Demons, Colts, Giants, and Drybugs: Baseball in the 1916 Class D Potomac League

This article was written by Mark Zeigler

This article was published in The National Pastime: A Bird’s-Eye View of Baltimore (2020)

The Hagerstown Hubs, the 1920 Class D Blue Ridge Champions, featured two pitchers from the 1916 Class D Potomac League, Charles Dye (second from left), star pitcher for the Cumberland Colts, and Tommy Verecker (behind seated boy), who starred for the Piedmont Drybugs. Verecker also pitched one game in the Federal League in 1914. (MARK ZEIGLER)The Hagerstown Hubs, the 1920 Class D Blue Ridge Champions, featured two pitchers from the 1916 Class D Potomac League, Charles Dye (second from left), star pitcher for the Cumberland Colts, and Tommy Verecker (behind seated boy), who starred for the Piedmont Drybugs. Verecker also pitched one game in the Federal League in 1914. (AUTHOR’S COLLECTION)


Western Maryland has had a long history of organized baseball going back to the late nineteenth century.1 Noted for its connection to the railroads to the west, and nearby coal fields that dotted the region of Allegany County, the activity of baseball became the outlet for many young men in the region, as town teams and athletic clubs became prevalent during this time period.2

For some, baseball became a way to get out of the coal mines. The most notable was a young man named Robert Moses Groves from Lonaconing.3 Taking advantage of his long frame and blazing fastball, he would go on to win 300 games in the major leagues, and enshrinement into Baseball’s Hall of Fame, as “Lefty” Grove.4

The first organized baseball clubs in Cumberland, Maryland date back to 1883, mostly amateur or town teams.5  The local coal mines and railroads started to field organized teams in the mid-1890s. In 1906, Cumberland was accepted in the Class D Pennsylvania-Ohio-Maryland League (POM), and fielded a team called the Giants. When the Butler, Pennsylvania club folded, the franchise was moved to nearby Piedmont, West Virginia, but after three weeks, the franchise moved again to Charleroi, Pennsylvania to finish out the season. After finishing the 1906 season, the club was moved to McKeesport, Pennsylvania. Before the start of the 1908 season, the league was disbanded for financial reasons.6

The experience spurred interest in professional baseball in the region. In 1910, Cumberland organized a new independent club, the Colts.7 Soon other areas, like Piedmont, joined in and played against Cumberland and other local teams in Maryland and West Virginia. After not having grounds to play on in 1912, by 1913 the Cumberland Baseball Club had a “modern baseball park in South Cumberland (built) on the Walsh property, between the N. & G. Taylor Company’s tin mill and the Weber lumber yard.”8

In 1914, a local businessman, Colonel Nelson W. Russler, a big baseball enthusiast, became the club’s business manager.9 With his savvy business sense and knack of signing quality players, Russler was influential with the establishment of the amateur Georges Creek League in 1914.10 Based primarily in Allegany County, Maryland, the league added teams including Frostburg, Lonaconing, Midland, and the Tri-Towns of Piedmont/Westernport/Luke.

+++++

▶ [Given problem 1]
Answer these from the baseball article:
(a) What was the name of the team Cumberland fielded in the Class D Pennsylvania-Ohio-Maryland League in 1906?
(b) In what year did Cumberland organize the independent club called the Colts?
(c) Who became the club's business manager in 1914?
▶ [Given problem 2]
Please translate this sentence from the baseball article into Spanish: "For some, baseball became a way to get out of the coal mines."
▶ [Given problem 3]
Continue the article on baseball in western Maryland from its last sentence.
The rows have no connection to the baseball article.

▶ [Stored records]
+++++

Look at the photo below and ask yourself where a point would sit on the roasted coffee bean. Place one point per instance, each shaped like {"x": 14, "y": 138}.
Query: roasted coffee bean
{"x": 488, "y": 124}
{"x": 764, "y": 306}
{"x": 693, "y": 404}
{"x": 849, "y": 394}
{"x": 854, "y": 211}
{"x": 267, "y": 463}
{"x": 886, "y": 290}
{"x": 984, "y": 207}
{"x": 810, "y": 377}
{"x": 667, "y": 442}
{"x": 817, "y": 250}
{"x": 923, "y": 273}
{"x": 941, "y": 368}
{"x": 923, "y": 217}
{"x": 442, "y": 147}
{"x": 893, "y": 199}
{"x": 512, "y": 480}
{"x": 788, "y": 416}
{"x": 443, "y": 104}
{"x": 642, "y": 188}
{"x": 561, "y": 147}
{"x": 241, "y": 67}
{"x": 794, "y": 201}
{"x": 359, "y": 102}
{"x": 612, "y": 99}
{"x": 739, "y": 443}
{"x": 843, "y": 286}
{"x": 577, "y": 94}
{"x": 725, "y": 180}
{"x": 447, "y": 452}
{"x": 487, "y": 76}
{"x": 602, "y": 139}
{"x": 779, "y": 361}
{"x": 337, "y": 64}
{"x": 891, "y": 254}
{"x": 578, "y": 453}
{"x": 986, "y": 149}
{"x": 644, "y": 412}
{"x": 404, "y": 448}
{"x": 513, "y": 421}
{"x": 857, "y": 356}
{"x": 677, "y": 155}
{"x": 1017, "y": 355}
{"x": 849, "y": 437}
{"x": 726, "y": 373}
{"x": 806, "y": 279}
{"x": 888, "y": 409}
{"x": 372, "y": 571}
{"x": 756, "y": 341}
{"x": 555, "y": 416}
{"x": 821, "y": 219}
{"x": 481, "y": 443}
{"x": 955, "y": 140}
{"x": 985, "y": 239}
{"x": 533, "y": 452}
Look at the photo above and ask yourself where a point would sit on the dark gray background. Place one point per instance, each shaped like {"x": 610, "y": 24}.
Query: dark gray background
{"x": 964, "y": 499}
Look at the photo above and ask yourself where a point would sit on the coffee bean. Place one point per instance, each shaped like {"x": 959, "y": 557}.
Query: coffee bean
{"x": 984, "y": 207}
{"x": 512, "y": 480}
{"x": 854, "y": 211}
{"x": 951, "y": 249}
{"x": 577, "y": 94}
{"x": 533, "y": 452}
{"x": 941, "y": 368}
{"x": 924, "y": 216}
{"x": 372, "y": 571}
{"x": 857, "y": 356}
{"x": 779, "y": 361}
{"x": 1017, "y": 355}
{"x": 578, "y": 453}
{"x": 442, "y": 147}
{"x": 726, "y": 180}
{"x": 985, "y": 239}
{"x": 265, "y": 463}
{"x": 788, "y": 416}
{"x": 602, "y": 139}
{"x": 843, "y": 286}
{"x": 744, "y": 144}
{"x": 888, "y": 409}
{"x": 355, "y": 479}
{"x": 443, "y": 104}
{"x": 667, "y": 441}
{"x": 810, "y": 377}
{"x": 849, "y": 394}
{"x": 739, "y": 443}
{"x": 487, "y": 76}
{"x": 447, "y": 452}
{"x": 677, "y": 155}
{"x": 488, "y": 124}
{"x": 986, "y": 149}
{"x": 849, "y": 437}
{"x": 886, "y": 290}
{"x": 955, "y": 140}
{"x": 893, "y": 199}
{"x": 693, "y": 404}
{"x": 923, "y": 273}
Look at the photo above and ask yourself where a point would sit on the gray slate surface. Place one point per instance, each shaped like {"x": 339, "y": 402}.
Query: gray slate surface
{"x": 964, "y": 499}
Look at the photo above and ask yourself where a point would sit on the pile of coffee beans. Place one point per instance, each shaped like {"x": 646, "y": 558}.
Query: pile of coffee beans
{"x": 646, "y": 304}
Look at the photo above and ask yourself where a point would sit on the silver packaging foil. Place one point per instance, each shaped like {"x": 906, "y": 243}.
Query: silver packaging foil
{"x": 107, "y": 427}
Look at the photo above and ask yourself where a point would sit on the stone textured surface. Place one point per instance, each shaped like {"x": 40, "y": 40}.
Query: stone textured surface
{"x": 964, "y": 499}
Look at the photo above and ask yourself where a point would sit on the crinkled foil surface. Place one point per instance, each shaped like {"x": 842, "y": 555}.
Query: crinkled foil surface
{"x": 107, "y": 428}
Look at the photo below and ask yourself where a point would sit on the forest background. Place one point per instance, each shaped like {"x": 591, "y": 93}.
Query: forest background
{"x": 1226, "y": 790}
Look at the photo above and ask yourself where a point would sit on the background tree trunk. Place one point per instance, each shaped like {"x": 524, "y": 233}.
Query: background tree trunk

+++++

▶ [Result 1]
(a) The Giants
(b) 1910
(c) Colonel Nelson W. Russler

▶ [Result 2]
Para algunos, el béisbol se convirtió en una forma de salir de las minas de carbón.

▶ [Result 3]
The Georges Creek League saw much success in 1914 and 1915, and the Russler-led Colts became local celebrities at South End Park, with hometown players such as Hugh Markwood, John Marean, George “Sonny” Geatz, Clarence Schafer, and the Lippold brothers, Frank and Charles.11

When the Class D Blue Ridge League was formed in 1915, including a team in Russler’s hometown of Martinsburg, he took great interest in trying to get Cumberland admitted into the league.

However, due to travel distance from the Pennsylvania clubs in the circuit, and Sunday baseball, which was allowed in Allegany County at the time, but not in any of the current league towns, their bid went for naught.12

Despite the setback, Russler was determined to get Cumberland a professional baseball club in 1916. With the help of Charles Boyer, the Blue Ridge League president, Russler spearheaded a group of businessmen to garner interest in bringing pro ball to the region. Soon the Piedmont club and a newly organized team in Frostburg, Maryland applied. The minimum number of clubs to be considered was four clubs, so Russler extended invitations out to towns in Pennsylvania and Western Maryland, but with no success. Midland from the Georges Creek League was too small to draw from, but the businessmen from nearby Lonaconing gathered funds to fix up their ballfield to become the fourth club of the newly minted Class D Potomac League, calling their club the Giants.13

Despite the challenges to field four financially solvent teams, and a world war a continent away, Russler and Cumberland attorney Fuller Barnard Jr. — who was elected the league’s president14 — got the groundwork started to organize the Potomac League in February 1916. With much fanfare and Cumberland as its base of operations, Frostburg, Lonaconing, and Piedmont officially joined, starting play on May 3.15

The Colts had a rocky start before the season began, as Russler’s first pick as manager, Herbert Lewis, didn’t pass muster, and was released two weeks before the season began.16 Colonel Russler quickly found a replacement in Harry Deal of Bedford, Pennsylvania, and the Colts under his guidance quickly took shape at South End Park.17

Russler kept a mainstay of Colts from the Georges Creek League club, with Geatz at third base; Schafer, John Marean, and newcomer Mike Koroly in the outfield; Frank Lippold behind the plate and his brother, Charley Lippold at second base; and pitcher Jonny Stafford on the mound. Adding pitchers Eddie Price, Johnny East, and Merle Tannehill, Deal at first base, and 18-year old local boy named George “Brindle” Long at shortstop, Russler’s club was ready for Opening Day.18

However, after a nine-game losing streak, and never satisfied, Russler had a revolving door of players throughout the season, until he found a lineup he was satisfied with. Among the players he was able to add to the Colts roster were pitchers Charles Dye of nearby Barton, Maryland, John “Lefty” Fike, and Virginia native Kirk Heatwole. Dye started the season with Toronto of the International League, but a hand injury led to him requesting his release, and he soon signed with the Colts.19 Heatwole, a rangy southpaw from the Charlottesville, Virginia area, combined with Dye to give the Colts a competitive boost.20 Only Geatz, Schafer, and Marean both began and finished the season on the Colts roster.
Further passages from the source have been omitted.